| YOUR GOAL |
Extract every line of the records that contains the string "arch", matching case exactly.

| DATA TO PROCESS |
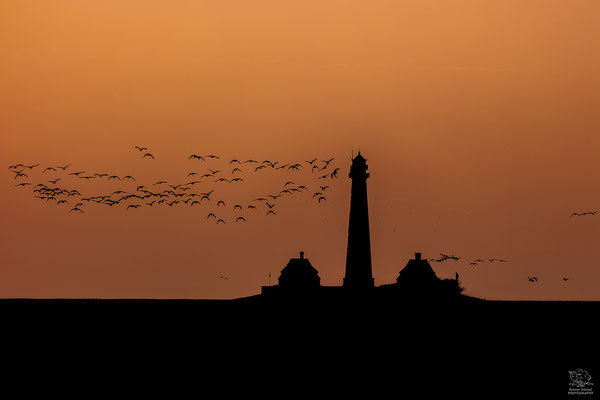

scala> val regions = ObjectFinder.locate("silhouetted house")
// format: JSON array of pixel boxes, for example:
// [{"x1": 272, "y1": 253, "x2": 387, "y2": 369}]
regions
[
  {"x1": 279, "y1": 251, "x2": 321, "y2": 290},
  {"x1": 262, "y1": 251, "x2": 321, "y2": 294},
  {"x1": 396, "y1": 253, "x2": 462, "y2": 295}
]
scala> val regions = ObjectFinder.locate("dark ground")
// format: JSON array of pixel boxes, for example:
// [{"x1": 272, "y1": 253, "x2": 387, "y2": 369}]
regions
[{"x1": 0, "y1": 296, "x2": 600, "y2": 398}]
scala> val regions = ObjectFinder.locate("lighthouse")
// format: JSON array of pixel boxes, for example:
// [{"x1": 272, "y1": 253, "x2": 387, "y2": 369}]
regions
[{"x1": 343, "y1": 152, "x2": 374, "y2": 290}]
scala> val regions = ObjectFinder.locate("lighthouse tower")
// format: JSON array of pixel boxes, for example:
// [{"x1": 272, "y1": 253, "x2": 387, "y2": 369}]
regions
[{"x1": 343, "y1": 152, "x2": 374, "y2": 290}]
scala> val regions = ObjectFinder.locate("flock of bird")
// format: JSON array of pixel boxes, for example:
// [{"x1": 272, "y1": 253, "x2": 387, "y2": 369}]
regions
[
  {"x1": 8, "y1": 146, "x2": 598, "y2": 283},
  {"x1": 8, "y1": 146, "x2": 340, "y2": 224},
  {"x1": 428, "y1": 253, "x2": 569, "y2": 283}
]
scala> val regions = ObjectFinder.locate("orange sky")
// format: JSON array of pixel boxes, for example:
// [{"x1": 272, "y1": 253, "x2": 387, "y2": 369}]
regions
[{"x1": 0, "y1": 0, "x2": 600, "y2": 300}]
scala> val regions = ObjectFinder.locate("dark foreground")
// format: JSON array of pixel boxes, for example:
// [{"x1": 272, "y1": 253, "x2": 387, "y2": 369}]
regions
[{"x1": 0, "y1": 296, "x2": 600, "y2": 398}]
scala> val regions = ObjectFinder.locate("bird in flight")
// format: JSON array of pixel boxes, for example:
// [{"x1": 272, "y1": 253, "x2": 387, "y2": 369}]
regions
[
  {"x1": 12, "y1": 170, "x2": 29, "y2": 179},
  {"x1": 321, "y1": 158, "x2": 335, "y2": 169},
  {"x1": 571, "y1": 210, "x2": 598, "y2": 217}
]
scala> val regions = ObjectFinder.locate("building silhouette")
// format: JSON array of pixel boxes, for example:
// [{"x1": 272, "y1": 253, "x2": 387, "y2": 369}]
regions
[
  {"x1": 261, "y1": 152, "x2": 462, "y2": 300},
  {"x1": 278, "y1": 251, "x2": 321, "y2": 290},
  {"x1": 343, "y1": 151, "x2": 374, "y2": 289}
]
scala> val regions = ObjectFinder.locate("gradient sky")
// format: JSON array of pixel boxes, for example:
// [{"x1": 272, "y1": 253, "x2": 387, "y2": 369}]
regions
[{"x1": 0, "y1": 0, "x2": 600, "y2": 300}]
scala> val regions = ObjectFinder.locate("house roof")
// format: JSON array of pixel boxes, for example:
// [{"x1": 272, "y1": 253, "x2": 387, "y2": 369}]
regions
[{"x1": 398, "y1": 253, "x2": 439, "y2": 281}]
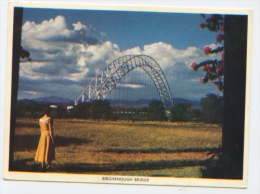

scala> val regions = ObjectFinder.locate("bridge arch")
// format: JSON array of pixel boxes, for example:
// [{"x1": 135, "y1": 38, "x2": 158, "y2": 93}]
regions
[{"x1": 75, "y1": 55, "x2": 173, "y2": 110}]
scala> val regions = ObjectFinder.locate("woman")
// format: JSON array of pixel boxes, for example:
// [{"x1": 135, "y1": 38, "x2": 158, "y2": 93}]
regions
[{"x1": 35, "y1": 108, "x2": 55, "y2": 169}]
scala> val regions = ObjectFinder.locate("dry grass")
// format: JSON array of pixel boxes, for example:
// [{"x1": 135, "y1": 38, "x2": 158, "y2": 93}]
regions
[{"x1": 11, "y1": 119, "x2": 222, "y2": 177}]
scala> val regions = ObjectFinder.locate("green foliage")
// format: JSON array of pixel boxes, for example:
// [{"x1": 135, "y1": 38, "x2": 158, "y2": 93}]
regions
[
  {"x1": 89, "y1": 100, "x2": 113, "y2": 119},
  {"x1": 200, "y1": 93, "x2": 224, "y2": 123}
]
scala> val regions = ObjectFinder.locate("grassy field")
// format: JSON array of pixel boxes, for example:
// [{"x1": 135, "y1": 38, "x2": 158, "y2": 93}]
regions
[{"x1": 13, "y1": 118, "x2": 222, "y2": 177}]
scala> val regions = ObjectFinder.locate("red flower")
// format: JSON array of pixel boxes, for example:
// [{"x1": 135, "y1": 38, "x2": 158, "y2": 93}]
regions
[
  {"x1": 204, "y1": 47, "x2": 211, "y2": 55},
  {"x1": 200, "y1": 76, "x2": 209, "y2": 84}
]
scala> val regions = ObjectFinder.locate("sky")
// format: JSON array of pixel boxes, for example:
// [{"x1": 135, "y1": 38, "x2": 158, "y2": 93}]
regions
[{"x1": 18, "y1": 8, "x2": 222, "y2": 100}]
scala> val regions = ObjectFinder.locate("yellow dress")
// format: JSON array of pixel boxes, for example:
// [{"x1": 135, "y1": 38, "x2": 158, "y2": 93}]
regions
[{"x1": 35, "y1": 116, "x2": 55, "y2": 163}]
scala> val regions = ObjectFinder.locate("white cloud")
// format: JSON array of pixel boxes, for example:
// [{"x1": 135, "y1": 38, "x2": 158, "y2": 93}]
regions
[
  {"x1": 72, "y1": 22, "x2": 87, "y2": 31},
  {"x1": 20, "y1": 16, "x2": 218, "y2": 100}
]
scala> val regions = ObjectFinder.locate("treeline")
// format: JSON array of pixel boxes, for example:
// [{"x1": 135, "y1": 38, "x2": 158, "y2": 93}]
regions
[{"x1": 16, "y1": 94, "x2": 224, "y2": 123}]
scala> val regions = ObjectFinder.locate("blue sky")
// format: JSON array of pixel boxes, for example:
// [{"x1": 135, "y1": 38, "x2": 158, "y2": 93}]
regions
[{"x1": 18, "y1": 8, "x2": 221, "y2": 100}]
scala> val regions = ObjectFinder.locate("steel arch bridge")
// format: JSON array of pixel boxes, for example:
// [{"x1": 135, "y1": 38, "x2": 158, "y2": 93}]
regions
[{"x1": 75, "y1": 55, "x2": 173, "y2": 110}]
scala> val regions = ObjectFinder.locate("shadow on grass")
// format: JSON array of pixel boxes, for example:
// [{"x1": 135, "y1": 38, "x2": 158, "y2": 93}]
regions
[
  {"x1": 13, "y1": 159, "x2": 205, "y2": 176},
  {"x1": 100, "y1": 147, "x2": 219, "y2": 154},
  {"x1": 13, "y1": 135, "x2": 91, "y2": 151}
]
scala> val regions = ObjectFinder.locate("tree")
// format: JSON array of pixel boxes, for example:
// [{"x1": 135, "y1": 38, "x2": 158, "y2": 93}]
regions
[
  {"x1": 171, "y1": 104, "x2": 189, "y2": 121},
  {"x1": 200, "y1": 93, "x2": 224, "y2": 123},
  {"x1": 191, "y1": 14, "x2": 224, "y2": 91},
  {"x1": 20, "y1": 46, "x2": 31, "y2": 61}
]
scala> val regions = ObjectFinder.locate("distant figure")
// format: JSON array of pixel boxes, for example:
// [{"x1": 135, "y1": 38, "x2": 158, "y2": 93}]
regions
[{"x1": 35, "y1": 107, "x2": 55, "y2": 169}]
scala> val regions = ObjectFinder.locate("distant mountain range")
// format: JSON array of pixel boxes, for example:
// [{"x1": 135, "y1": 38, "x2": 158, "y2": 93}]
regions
[{"x1": 19, "y1": 96, "x2": 200, "y2": 107}]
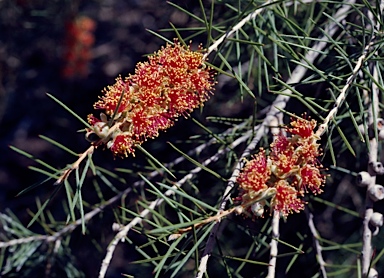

| FINAL RESULT |
scala> val regions = ObjectFinder.locate("bridge arch")
scala> val regions = ObjectFinder.locate("steel arch bridge")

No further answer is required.